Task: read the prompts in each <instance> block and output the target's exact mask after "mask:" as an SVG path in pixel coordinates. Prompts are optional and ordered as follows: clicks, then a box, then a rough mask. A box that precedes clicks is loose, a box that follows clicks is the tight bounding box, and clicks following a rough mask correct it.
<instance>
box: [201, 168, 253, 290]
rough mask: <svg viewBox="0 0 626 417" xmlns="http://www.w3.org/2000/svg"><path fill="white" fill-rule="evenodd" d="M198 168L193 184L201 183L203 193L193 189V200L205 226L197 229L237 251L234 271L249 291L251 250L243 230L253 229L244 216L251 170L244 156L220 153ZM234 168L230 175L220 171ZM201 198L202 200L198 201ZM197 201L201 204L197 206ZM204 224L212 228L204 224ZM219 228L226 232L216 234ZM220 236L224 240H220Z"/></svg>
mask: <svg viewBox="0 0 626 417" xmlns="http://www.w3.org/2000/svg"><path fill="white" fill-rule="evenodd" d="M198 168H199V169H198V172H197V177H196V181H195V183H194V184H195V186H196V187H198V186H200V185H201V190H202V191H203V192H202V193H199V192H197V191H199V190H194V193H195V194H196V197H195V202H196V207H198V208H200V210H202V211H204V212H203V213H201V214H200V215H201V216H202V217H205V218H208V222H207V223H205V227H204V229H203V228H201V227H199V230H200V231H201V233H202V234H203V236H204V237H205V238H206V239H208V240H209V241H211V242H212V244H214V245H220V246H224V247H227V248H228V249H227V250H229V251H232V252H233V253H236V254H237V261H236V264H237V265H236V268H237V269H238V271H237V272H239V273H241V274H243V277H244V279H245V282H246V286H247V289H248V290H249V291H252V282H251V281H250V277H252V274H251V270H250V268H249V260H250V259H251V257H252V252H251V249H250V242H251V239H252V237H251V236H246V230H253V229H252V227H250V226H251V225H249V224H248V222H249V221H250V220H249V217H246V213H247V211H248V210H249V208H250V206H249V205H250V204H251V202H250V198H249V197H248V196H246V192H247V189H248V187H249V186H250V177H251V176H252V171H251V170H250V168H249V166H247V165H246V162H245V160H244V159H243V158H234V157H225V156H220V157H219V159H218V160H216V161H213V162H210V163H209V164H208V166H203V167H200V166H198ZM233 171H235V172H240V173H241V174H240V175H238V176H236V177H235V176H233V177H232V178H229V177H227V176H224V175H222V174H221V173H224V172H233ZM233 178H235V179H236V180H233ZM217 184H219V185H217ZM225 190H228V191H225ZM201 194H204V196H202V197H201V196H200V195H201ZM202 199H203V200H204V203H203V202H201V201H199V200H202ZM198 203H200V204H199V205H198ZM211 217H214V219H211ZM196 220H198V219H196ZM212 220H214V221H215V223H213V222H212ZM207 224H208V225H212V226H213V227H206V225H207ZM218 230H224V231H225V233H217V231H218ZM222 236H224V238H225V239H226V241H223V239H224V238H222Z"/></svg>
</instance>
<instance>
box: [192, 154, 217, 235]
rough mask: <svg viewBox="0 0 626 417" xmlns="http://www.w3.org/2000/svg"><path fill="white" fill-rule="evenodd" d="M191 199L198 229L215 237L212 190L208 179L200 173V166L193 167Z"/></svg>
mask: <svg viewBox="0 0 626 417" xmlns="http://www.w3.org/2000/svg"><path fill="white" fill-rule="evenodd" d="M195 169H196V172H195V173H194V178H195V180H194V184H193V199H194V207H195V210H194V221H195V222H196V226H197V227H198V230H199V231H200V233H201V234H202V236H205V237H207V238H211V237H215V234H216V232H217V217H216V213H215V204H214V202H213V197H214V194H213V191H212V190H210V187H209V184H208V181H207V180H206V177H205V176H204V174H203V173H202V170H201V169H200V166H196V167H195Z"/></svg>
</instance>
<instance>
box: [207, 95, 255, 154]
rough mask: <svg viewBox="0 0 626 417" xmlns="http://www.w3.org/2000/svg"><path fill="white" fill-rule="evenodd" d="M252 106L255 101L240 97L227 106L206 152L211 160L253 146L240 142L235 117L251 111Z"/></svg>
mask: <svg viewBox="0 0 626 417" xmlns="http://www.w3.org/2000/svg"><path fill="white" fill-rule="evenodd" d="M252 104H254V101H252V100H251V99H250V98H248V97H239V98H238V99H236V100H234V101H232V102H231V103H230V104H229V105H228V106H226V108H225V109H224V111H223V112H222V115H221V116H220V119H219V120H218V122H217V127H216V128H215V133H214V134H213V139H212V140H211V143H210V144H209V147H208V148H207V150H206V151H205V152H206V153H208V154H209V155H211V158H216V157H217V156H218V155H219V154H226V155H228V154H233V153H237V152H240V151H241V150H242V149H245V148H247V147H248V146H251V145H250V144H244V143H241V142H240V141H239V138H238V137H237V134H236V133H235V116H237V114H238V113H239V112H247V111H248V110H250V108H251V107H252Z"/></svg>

* _Exercise requirements_: Word for word, write out every entry shown above.

* _Task solution_:
Task: read the prompts in each <instance> block and output the target's exact mask after "mask:" as an SVG path in pixel coordinates. Prompts are optional and ordered as follows: clicks, then a box, then a rough mask. A box that precedes clicks is loose, a box that follows clicks is the tight bounding box, and clicks following a rough mask correct it.
<instance>
box: [201, 168, 253, 290]
rough mask: <svg viewBox="0 0 626 417" xmlns="http://www.w3.org/2000/svg"><path fill="white" fill-rule="evenodd" d="M198 168L193 184L201 183L203 193L193 189V200L205 226L197 229L237 251L234 271L249 291L251 250L243 230L253 229L244 216L251 170L244 156L220 153ZM234 168L230 175L220 171ZM201 198L202 200L198 201ZM197 201L201 204L197 206ZM204 224L212 228L204 224ZM219 228L226 232L216 234ZM220 236L224 240H220Z"/></svg>
mask: <svg viewBox="0 0 626 417" xmlns="http://www.w3.org/2000/svg"><path fill="white" fill-rule="evenodd" d="M198 168H199V169H198V172H197V177H196V181H195V183H194V184H195V186H196V187H198V186H200V185H201V190H202V191H203V192H202V193H199V192H197V191H199V190H194V193H195V194H196V197H195V202H196V207H198V208H200V210H202V211H204V212H203V213H201V214H200V215H201V216H202V217H205V218H208V222H207V223H205V227H204V229H203V228H201V227H199V230H200V231H201V233H202V234H203V236H204V237H205V238H206V239H208V240H209V241H211V242H212V244H214V245H220V246H224V247H227V248H228V249H227V250H229V251H232V252H233V253H236V254H237V261H236V264H237V265H236V268H237V269H238V271H237V272H239V273H241V274H243V277H244V279H245V282H246V286H247V289H248V290H249V291H252V282H251V281H250V277H252V274H251V270H250V268H249V260H250V259H251V257H252V252H251V249H250V242H251V239H252V237H251V236H246V230H253V229H252V227H250V226H251V225H249V224H248V222H249V221H250V220H249V217H246V213H247V211H248V210H249V208H250V206H249V205H250V204H251V202H250V198H249V197H248V196H246V192H247V189H248V187H249V186H250V177H251V176H252V171H251V170H250V168H249V166H247V165H246V162H245V160H244V159H243V158H234V157H225V156H220V157H219V159H218V160H216V161H213V162H210V163H209V164H208V166H203V167H200V166H198ZM233 171H235V172H240V173H241V174H240V175H238V176H236V177H235V176H233V177H232V178H229V177H227V176H224V175H222V174H221V173H224V172H233ZM233 178H235V179H236V180H233ZM217 184H219V185H217ZM225 190H228V191H225ZM201 194H204V196H202V197H201V196H200V195H201ZM202 199H203V200H204V203H203V202H201V201H199V200H202ZM198 203H200V204H199V205H198ZM211 217H214V219H211ZM196 220H198V219H196ZM212 220H214V221H215V223H213V222H212ZM207 224H208V225H212V226H213V227H206V225H207ZM218 230H224V231H225V233H217V231H218ZM222 236H224V238H225V239H226V241H223V239H224V238H222Z"/></svg>
</instance>
<instance>
box: [192, 154, 217, 235]
rough mask: <svg viewBox="0 0 626 417" xmlns="http://www.w3.org/2000/svg"><path fill="white" fill-rule="evenodd" d="M191 199L198 229L215 237L212 190L208 179L200 173V166L193 167Z"/></svg>
mask: <svg viewBox="0 0 626 417" xmlns="http://www.w3.org/2000/svg"><path fill="white" fill-rule="evenodd" d="M195 169H196V172H195V173H194V178H195V180H194V184H193V199H194V207H195V210H194V221H195V222H196V226H197V227H198V230H199V231H200V233H201V234H202V236H205V237H207V238H211V237H215V234H216V232H217V217H216V213H215V204H214V202H213V197H214V194H213V191H212V190H210V187H209V184H208V181H207V180H206V177H205V176H204V174H203V173H202V170H201V169H200V166H196V167H195Z"/></svg>
</instance>
<instance>
box: [207, 95, 255, 154]
rough mask: <svg viewBox="0 0 626 417" xmlns="http://www.w3.org/2000/svg"><path fill="white" fill-rule="evenodd" d="M252 106L255 101L240 97L227 106L206 152L211 160L253 146L240 142L235 117L251 111Z"/></svg>
mask: <svg viewBox="0 0 626 417" xmlns="http://www.w3.org/2000/svg"><path fill="white" fill-rule="evenodd" d="M252 104H254V101H252V100H251V99H250V98H248V97H239V98H238V99H236V100H234V101H232V102H231V103H230V104H229V105H228V106H226V108H225V109H224V111H223V112H222V115H221V116H220V119H219V120H218V122H217V127H216V128H215V133H214V134H213V139H212V140H211V143H210V144H209V147H208V148H207V150H206V151H205V152H206V153H208V154H209V155H211V158H216V157H217V156H218V155H219V154H226V155H228V154H233V153H237V152H240V151H241V150H242V149H245V148H247V147H248V146H251V145H250V144H244V143H241V142H240V141H239V138H238V137H237V134H236V133H235V116H237V114H238V113H239V112H247V111H248V110H250V108H251V107H252Z"/></svg>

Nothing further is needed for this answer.